▶ **Objective A**: In the cr_stream documentation, what does the max argument default to?
▶ **Objective B**: Which arguments does the cr_stream documentation list in its usage line? List every one.
▶ **Objective C**: Write the next part of the cr_stream documentation, picking up right after its last sentence.

▶ **Selected text**:
——
Enable the streaming scheduler — cr

A continuous-pool alternative to cr_parallel()'s synchronous batches. The streaming engine keeps requests in flight at all times (via async promises, httr2::req_perform_promise()): the moment one request finishes, its handler runs and the next request is pulled from the queue to refill the slot. Under heterogeneous response latency this avoids the "wait for the slowest in the batch" stall and improves throughput.

Usage

cr_stream(crawler, concurrency = 8L, adaptive = FALSE, min = 1L, max = NULL)

Arguments

crawler: A Crawler.
concurrency: Number of requests to keep in flight (the fixed target, or the starting point is min when adaptive = TRUE).
adaptive: If TRUE, adapt the in-flight target within [min, max].
min, max: Bounds for the adaptive target. max defaults to concurrency.
——
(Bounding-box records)
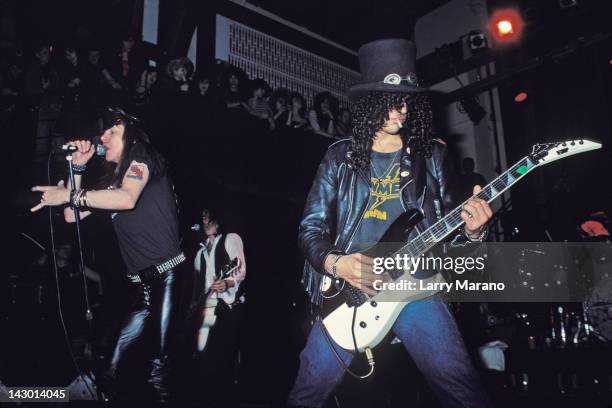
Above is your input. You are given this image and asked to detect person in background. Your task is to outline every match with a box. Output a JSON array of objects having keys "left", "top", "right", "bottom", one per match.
[
  {"left": 336, "top": 108, "right": 353, "bottom": 139},
  {"left": 308, "top": 92, "right": 338, "bottom": 138},
  {"left": 247, "top": 78, "right": 275, "bottom": 130},
  {"left": 193, "top": 209, "right": 246, "bottom": 407},
  {"left": 287, "top": 92, "right": 309, "bottom": 130}
]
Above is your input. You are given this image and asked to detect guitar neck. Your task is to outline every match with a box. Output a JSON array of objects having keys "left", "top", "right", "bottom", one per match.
[{"left": 398, "top": 156, "right": 536, "bottom": 256}]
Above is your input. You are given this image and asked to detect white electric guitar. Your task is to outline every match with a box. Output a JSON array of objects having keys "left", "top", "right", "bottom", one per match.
[{"left": 321, "top": 139, "right": 601, "bottom": 352}]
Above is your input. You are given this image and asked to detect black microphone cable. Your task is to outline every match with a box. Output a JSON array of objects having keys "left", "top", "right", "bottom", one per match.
[{"left": 47, "top": 150, "right": 97, "bottom": 400}]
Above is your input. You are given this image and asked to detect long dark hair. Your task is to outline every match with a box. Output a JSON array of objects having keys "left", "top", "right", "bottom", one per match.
[
  {"left": 350, "top": 92, "right": 433, "bottom": 169},
  {"left": 102, "top": 122, "right": 167, "bottom": 187}
]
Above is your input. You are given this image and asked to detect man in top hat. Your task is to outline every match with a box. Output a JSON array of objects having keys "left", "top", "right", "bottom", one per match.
[{"left": 288, "top": 39, "right": 492, "bottom": 407}]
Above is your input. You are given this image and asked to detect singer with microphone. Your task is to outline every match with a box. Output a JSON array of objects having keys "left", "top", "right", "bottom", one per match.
[{"left": 31, "top": 108, "right": 185, "bottom": 402}]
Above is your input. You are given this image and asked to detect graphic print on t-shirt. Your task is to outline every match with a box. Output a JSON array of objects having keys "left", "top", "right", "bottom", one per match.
[{"left": 363, "top": 163, "right": 400, "bottom": 221}]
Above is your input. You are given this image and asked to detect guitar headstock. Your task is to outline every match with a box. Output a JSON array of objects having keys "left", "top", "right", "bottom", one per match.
[{"left": 529, "top": 139, "right": 601, "bottom": 166}]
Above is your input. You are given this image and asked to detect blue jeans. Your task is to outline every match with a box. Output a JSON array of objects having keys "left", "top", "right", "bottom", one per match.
[{"left": 288, "top": 296, "right": 491, "bottom": 408}]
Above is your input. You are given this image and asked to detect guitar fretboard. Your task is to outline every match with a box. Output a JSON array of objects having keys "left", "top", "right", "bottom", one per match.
[{"left": 396, "top": 156, "right": 536, "bottom": 256}]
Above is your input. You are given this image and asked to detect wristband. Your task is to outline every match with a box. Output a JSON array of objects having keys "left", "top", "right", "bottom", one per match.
[
  {"left": 72, "top": 163, "right": 87, "bottom": 174},
  {"left": 332, "top": 255, "right": 344, "bottom": 279}
]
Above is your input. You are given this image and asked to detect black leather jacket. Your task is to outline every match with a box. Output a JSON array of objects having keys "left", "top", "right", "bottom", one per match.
[{"left": 299, "top": 139, "right": 476, "bottom": 304}]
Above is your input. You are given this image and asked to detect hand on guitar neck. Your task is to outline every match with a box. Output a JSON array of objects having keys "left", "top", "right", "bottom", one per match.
[{"left": 461, "top": 185, "right": 493, "bottom": 239}]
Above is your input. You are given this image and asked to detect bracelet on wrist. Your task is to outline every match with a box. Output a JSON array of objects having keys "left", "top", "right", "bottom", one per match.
[
  {"left": 70, "top": 189, "right": 89, "bottom": 208},
  {"left": 463, "top": 227, "right": 487, "bottom": 242},
  {"left": 72, "top": 163, "right": 87, "bottom": 174},
  {"left": 331, "top": 254, "right": 344, "bottom": 279}
]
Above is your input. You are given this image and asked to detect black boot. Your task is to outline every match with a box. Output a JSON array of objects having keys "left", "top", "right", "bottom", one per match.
[{"left": 149, "top": 356, "right": 170, "bottom": 403}]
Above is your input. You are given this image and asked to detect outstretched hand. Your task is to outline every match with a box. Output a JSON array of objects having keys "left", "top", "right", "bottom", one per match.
[{"left": 30, "top": 180, "right": 70, "bottom": 212}]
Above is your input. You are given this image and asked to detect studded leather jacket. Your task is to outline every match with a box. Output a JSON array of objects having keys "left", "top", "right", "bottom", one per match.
[{"left": 298, "top": 139, "right": 476, "bottom": 305}]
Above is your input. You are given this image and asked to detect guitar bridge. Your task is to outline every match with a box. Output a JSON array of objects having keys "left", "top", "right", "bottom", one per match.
[{"left": 344, "top": 286, "right": 368, "bottom": 307}]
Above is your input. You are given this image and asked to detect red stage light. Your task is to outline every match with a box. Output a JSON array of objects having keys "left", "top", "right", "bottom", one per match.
[
  {"left": 514, "top": 91, "right": 527, "bottom": 103},
  {"left": 489, "top": 9, "right": 524, "bottom": 43}
]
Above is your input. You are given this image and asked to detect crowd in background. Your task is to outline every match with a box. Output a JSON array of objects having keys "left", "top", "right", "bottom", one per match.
[{"left": 0, "top": 33, "right": 350, "bottom": 169}]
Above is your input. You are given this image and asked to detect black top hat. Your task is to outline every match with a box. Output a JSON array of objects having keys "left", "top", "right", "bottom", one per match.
[{"left": 348, "top": 38, "right": 427, "bottom": 99}]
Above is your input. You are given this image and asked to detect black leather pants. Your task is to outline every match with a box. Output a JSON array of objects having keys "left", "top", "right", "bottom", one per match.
[{"left": 105, "top": 267, "right": 180, "bottom": 402}]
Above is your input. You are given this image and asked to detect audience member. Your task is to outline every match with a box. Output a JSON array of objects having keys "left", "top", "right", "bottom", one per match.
[
  {"left": 221, "top": 68, "right": 248, "bottom": 115},
  {"left": 288, "top": 92, "right": 311, "bottom": 130},
  {"left": 308, "top": 92, "right": 338, "bottom": 138},
  {"left": 270, "top": 88, "right": 291, "bottom": 131},
  {"left": 247, "top": 78, "right": 274, "bottom": 130}
]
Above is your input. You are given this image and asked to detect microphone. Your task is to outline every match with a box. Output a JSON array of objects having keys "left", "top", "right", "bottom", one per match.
[{"left": 58, "top": 143, "right": 106, "bottom": 156}]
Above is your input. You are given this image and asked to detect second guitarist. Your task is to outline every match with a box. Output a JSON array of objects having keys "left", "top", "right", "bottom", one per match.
[{"left": 194, "top": 210, "right": 246, "bottom": 404}]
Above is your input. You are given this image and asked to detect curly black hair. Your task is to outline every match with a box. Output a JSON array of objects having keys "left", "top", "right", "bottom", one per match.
[{"left": 350, "top": 92, "right": 433, "bottom": 168}]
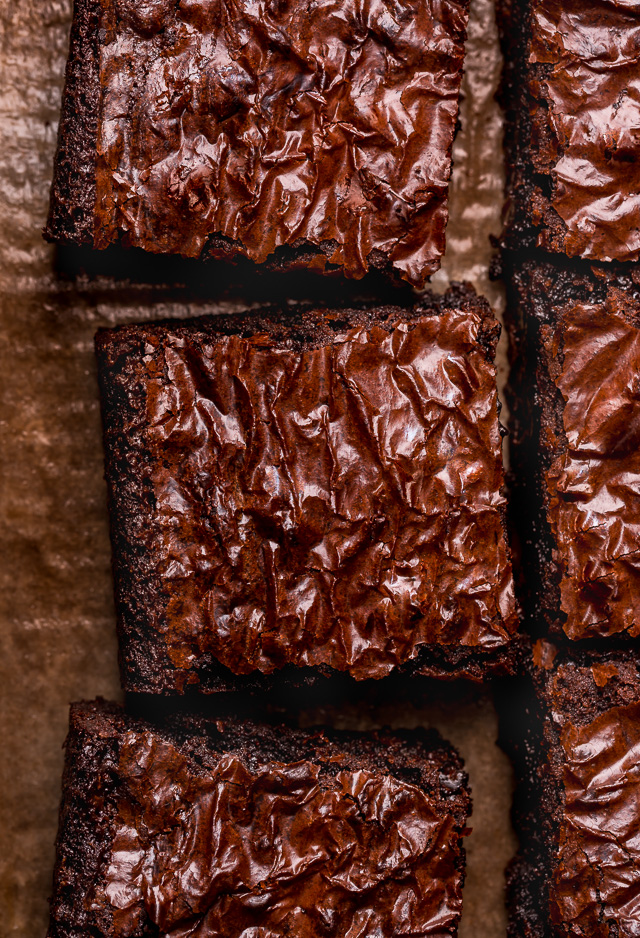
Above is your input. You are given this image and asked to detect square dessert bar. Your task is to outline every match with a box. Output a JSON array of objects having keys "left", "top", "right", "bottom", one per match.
[
  {"left": 507, "top": 252, "right": 640, "bottom": 639},
  {"left": 507, "top": 642, "right": 640, "bottom": 938},
  {"left": 96, "top": 287, "right": 518, "bottom": 692},
  {"left": 48, "top": 701, "right": 471, "bottom": 938},
  {"left": 499, "top": 0, "right": 640, "bottom": 261},
  {"left": 45, "top": 0, "right": 468, "bottom": 285}
]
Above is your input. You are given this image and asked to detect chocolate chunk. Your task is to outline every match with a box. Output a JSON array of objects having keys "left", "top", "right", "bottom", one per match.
[
  {"left": 49, "top": 701, "right": 471, "bottom": 938},
  {"left": 45, "top": 0, "right": 468, "bottom": 285},
  {"left": 97, "top": 288, "right": 517, "bottom": 692}
]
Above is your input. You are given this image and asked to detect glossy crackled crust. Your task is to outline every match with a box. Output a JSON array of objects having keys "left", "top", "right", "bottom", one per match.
[
  {"left": 97, "top": 289, "right": 517, "bottom": 692},
  {"left": 505, "top": 255, "right": 640, "bottom": 639},
  {"left": 499, "top": 0, "right": 640, "bottom": 261},
  {"left": 503, "top": 642, "right": 640, "bottom": 938},
  {"left": 46, "top": 0, "right": 468, "bottom": 285},
  {"left": 49, "top": 701, "right": 470, "bottom": 938}
]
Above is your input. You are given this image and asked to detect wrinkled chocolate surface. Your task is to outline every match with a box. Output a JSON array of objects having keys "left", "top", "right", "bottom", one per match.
[
  {"left": 550, "top": 664, "right": 640, "bottom": 938},
  {"left": 529, "top": 0, "right": 640, "bottom": 261},
  {"left": 547, "top": 290, "right": 640, "bottom": 639},
  {"left": 95, "top": 0, "right": 467, "bottom": 285},
  {"left": 91, "top": 730, "right": 462, "bottom": 938},
  {"left": 130, "top": 310, "right": 517, "bottom": 679}
]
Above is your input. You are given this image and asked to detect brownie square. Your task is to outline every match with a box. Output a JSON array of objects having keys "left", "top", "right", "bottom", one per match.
[
  {"left": 48, "top": 701, "right": 471, "bottom": 938},
  {"left": 499, "top": 0, "right": 640, "bottom": 261},
  {"left": 506, "top": 257, "right": 640, "bottom": 639},
  {"left": 45, "top": 0, "right": 468, "bottom": 285},
  {"left": 96, "top": 287, "right": 518, "bottom": 692},
  {"left": 505, "top": 642, "right": 640, "bottom": 938}
]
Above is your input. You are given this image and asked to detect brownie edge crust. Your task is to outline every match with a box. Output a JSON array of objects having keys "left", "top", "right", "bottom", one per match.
[
  {"left": 503, "top": 641, "right": 640, "bottom": 938},
  {"left": 97, "top": 288, "right": 518, "bottom": 693},
  {"left": 45, "top": 0, "right": 468, "bottom": 286},
  {"left": 48, "top": 701, "right": 471, "bottom": 938}
]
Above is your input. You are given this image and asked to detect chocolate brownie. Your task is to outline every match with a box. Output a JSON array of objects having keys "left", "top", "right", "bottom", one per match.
[
  {"left": 499, "top": 0, "right": 640, "bottom": 261},
  {"left": 505, "top": 642, "right": 640, "bottom": 938},
  {"left": 45, "top": 0, "right": 468, "bottom": 285},
  {"left": 506, "top": 256, "right": 640, "bottom": 639},
  {"left": 48, "top": 701, "right": 471, "bottom": 938},
  {"left": 96, "top": 287, "right": 518, "bottom": 692}
]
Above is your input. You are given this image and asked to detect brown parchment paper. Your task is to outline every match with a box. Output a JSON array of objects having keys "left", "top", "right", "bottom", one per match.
[{"left": 0, "top": 0, "right": 514, "bottom": 938}]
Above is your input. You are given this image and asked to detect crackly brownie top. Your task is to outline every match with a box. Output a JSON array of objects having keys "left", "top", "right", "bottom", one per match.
[
  {"left": 547, "top": 656, "right": 640, "bottom": 938},
  {"left": 84, "top": 708, "right": 467, "bottom": 938},
  {"left": 95, "top": 0, "right": 468, "bottom": 284},
  {"left": 546, "top": 287, "right": 640, "bottom": 639},
  {"left": 528, "top": 0, "right": 640, "bottom": 261},
  {"left": 103, "top": 309, "right": 517, "bottom": 682}
]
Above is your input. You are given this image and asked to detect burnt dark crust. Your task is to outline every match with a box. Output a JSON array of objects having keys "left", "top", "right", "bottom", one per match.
[
  {"left": 96, "top": 284, "right": 524, "bottom": 694},
  {"left": 48, "top": 699, "right": 471, "bottom": 938},
  {"left": 44, "top": 0, "right": 101, "bottom": 245}
]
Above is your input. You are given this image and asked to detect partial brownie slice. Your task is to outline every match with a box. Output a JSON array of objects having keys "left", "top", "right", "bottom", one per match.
[
  {"left": 505, "top": 642, "right": 640, "bottom": 938},
  {"left": 49, "top": 701, "right": 471, "bottom": 938},
  {"left": 96, "top": 287, "right": 518, "bottom": 692},
  {"left": 506, "top": 252, "right": 640, "bottom": 639},
  {"left": 499, "top": 0, "right": 640, "bottom": 261},
  {"left": 45, "top": 0, "right": 468, "bottom": 285}
]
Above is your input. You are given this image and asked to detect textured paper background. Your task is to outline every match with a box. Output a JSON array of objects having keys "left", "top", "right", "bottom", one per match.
[{"left": 0, "top": 0, "right": 514, "bottom": 938}]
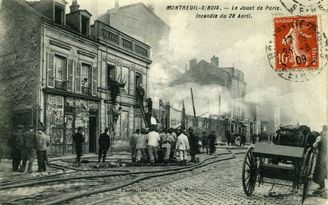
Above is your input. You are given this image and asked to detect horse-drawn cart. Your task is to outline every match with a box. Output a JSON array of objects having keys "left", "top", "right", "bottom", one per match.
[{"left": 242, "top": 127, "right": 315, "bottom": 203}]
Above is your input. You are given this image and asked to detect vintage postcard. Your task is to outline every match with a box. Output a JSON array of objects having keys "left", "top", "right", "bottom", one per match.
[{"left": 0, "top": 0, "right": 328, "bottom": 205}]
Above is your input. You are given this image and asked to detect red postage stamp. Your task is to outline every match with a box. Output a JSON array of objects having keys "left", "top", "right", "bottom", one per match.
[{"left": 274, "top": 16, "right": 319, "bottom": 71}]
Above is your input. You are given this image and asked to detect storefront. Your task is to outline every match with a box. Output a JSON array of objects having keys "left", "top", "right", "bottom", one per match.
[{"left": 45, "top": 94, "right": 99, "bottom": 154}]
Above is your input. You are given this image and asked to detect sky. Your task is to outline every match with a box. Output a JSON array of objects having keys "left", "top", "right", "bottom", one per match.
[{"left": 67, "top": 0, "right": 328, "bottom": 130}]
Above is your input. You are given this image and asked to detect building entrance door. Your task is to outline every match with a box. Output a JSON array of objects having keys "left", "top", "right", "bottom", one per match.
[{"left": 89, "top": 116, "right": 97, "bottom": 152}]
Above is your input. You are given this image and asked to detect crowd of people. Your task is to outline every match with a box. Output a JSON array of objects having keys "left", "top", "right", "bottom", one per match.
[
  {"left": 9, "top": 125, "right": 50, "bottom": 173},
  {"left": 130, "top": 125, "right": 216, "bottom": 165},
  {"left": 226, "top": 131, "right": 246, "bottom": 147}
]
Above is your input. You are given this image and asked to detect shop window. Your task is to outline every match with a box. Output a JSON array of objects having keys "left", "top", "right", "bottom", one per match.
[
  {"left": 55, "top": 5, "right": 65, "bottom": 25},
  {"left": 81, "top": 15, "right": 90, "bottom": 35},
  {"left": 74, "top": 62, "right": 82, "bottom": 93},
  {"left": 107, "top": 65, "right": 116, "bottom": 89},
  {"left": 81, "top": 63, "right": 92, "bottom": 95},
  {"left": 67, "top": 59, "right": 75, "bottom": 91},
  {"left": 55, "top": 55, "right": 67, "bottom": 89},
  {"left": 121, "top": 67, "right": 130, "bottom": 93}
]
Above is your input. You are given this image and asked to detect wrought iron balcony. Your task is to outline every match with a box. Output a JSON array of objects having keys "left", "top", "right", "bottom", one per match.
[
  {"left": 55, "top": 80, "right": 67, "bottom": 90},
  {"left": 82, "top": 86, "right": 91, "bottom": 95}
]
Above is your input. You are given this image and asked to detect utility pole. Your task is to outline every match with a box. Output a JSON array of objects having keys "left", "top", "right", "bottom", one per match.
[
  {"left": 219, "top": 94, "right": 221, "bottom": 116},
  {"left": 190, "top": 88, "right": 198, "bottom": 128},
  {"left": 181, "top": 100, "right": 186, "bottom": 128},
  {"left": 190, "top": 88, "right": 196, "bottom": 117}
]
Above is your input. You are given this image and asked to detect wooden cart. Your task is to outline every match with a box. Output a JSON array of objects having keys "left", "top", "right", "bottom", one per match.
[{"left": 242, "top": 143, "right": 314, "bottom": 203}]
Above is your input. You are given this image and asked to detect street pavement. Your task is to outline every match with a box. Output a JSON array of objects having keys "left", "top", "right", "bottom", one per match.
[
  {"left": 0, "top": 149, "right": 328, "bottom": 205},
  {"left": 70, "top": 151, "right": 327, "bottom": 205}
]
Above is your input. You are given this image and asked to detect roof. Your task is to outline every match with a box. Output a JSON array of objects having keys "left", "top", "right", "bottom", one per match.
[
  {"left": 66, "top": 9, "right": 92, "bottom": 16},
  {"left": 105, "top": 2, "right": 170, "bottom": 28},
  {"left": 171, "top": 60, "right": 231, "bottom": 86},
  {"left": 6, "top": 0, "right": 94, "bottom": 41}
]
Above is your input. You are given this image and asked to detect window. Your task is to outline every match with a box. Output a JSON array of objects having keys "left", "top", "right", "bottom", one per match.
[
  {"left": 135, "top": 73, "right": 142, "bottom": 89},
  {"left": 81, "top": 15, "right": 90, "bottom": 35},
  {"left": 55, "top": 55, "right": 66, "bottom": 81},
  {"left": 107, "top": 65, "right": 116, "bottom": 89},
  {"left": 54, "top": 55, "right": 67, "bottom": 89},
  {"left": 122, "top": 67, "right": 130, "bottom": 93},
  {"left": 55, "top": 5, "right": 65, "bottom": 25},
  {"left": 67, "top": 59, "right": 75, "bottom": 91},
  {"left": 81, "top": 63, "right": 92, "bottom": 94}
]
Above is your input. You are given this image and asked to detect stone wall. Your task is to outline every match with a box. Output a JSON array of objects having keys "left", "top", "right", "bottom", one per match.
[{"left": 0, "top": 0, "right": 41, "bottom": 155}]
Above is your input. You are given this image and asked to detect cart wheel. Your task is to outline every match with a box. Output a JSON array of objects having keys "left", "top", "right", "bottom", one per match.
[
  {"left": 302, "top": 148, "right": 314, "bottom": 204},
  {"left": 242, "top": 147, "right": 257, "bottom": 196}
]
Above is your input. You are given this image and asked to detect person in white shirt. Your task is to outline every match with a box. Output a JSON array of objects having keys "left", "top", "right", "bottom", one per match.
[
  {"left": 176, "top": 130, "right": 190, "bottom": 164},
  {"left": 136, "top": 128, "right": 148, "bottom": 163},
  {"left": 148, "top": 126, "right": 161, "bottom": 165},
  {"left": 161, "top": 129, "right": 175, "bottom": 164}
]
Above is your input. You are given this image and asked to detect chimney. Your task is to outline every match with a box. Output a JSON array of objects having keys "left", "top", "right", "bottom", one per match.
[
  {"left": 189, "top": 58, "right": 197, "bottom": 69},
  {"left": 69, "top": 0, "right": 80, "bottom": 13},
  {"left": 211, "top": 55, "right": 219, "bottom": 67},
  {"left": 147, "top": 4, "right": 155, "bottom": 13}
]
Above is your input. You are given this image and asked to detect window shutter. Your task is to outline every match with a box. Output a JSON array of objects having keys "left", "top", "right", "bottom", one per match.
[
  {"left": 47, "top": 53, "right": 55, "bottom": 87},
  {"left": 67, "top": 59, "right": 73, "bottom": 91},
  {"left": 92, "top": 67, "right": 98, "bottom": 95},
  {"left": 62, "top": 59, "right": 68, "bottom": 82},
  {"left": 75, "top": 62, "right": 82, "bottom": 93}
]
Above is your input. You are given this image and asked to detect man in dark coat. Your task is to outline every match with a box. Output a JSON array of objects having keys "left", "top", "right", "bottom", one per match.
[
  {"left": 9, "top": 125, "right": 24, "bottom": 172},
  {"left": 208, "top": 131, "right": 216, "bottom": 154},
  {"left": 20, "top": 127, "right": 37, "bottom": 173},
  {"left": 202, "top": 132, "right": 208, "bottom": 154},
  {"left": 73, "top": 127, "right": 84, "bottom": 166},
  {"left": 313, "top": 125, "right": 328, "bottom": 198},
  {"left": 98, "top": 127, "right": 110, "bottom": 163},
  {"left": 226, "top": 130, "right": 232, "bottom": 146},
  {"left": 188, "top": 128, "right": 198, "bottom": 162}
]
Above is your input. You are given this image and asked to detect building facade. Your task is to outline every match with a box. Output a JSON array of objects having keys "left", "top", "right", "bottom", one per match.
[
  {"left": 172, "top": 55, "right": 247, "bottom": 138},
  {"left": 0, "top": 0, "right": 151, "bottom": 153}
]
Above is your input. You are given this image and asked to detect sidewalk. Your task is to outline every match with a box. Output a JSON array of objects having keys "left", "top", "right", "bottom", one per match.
[{"left": 0, "top": 149, "right": 229, "bottom": 183}]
——
▶ **Task response A**: It defaults to concurrency.

▶ **Task response B**: crawler, concurrency, adaptive, min, max

▶ **Task response C**:
Value

The crawler, invisibly.

Details

With adaptive = TRUE the in-flight target adapts at run time (AIMD on back-pressure, like cr_autoscale()), within [min, max].

Launches are paced per host: a host is not hit again until delay / robots.txt Crawl-delay has elapsed, while different hosts run in parallel. With delay = 0 and no Crawl-delay, pacing is a no-op.

Requires the promises and later packages, and the HTTP backend.

Examples

crawler("https://example.com") |> cr_stream(concurrency = 10)
crawler("https://example.com") |> cr_stream(adaptive = TRUE, min = 2, max = 16)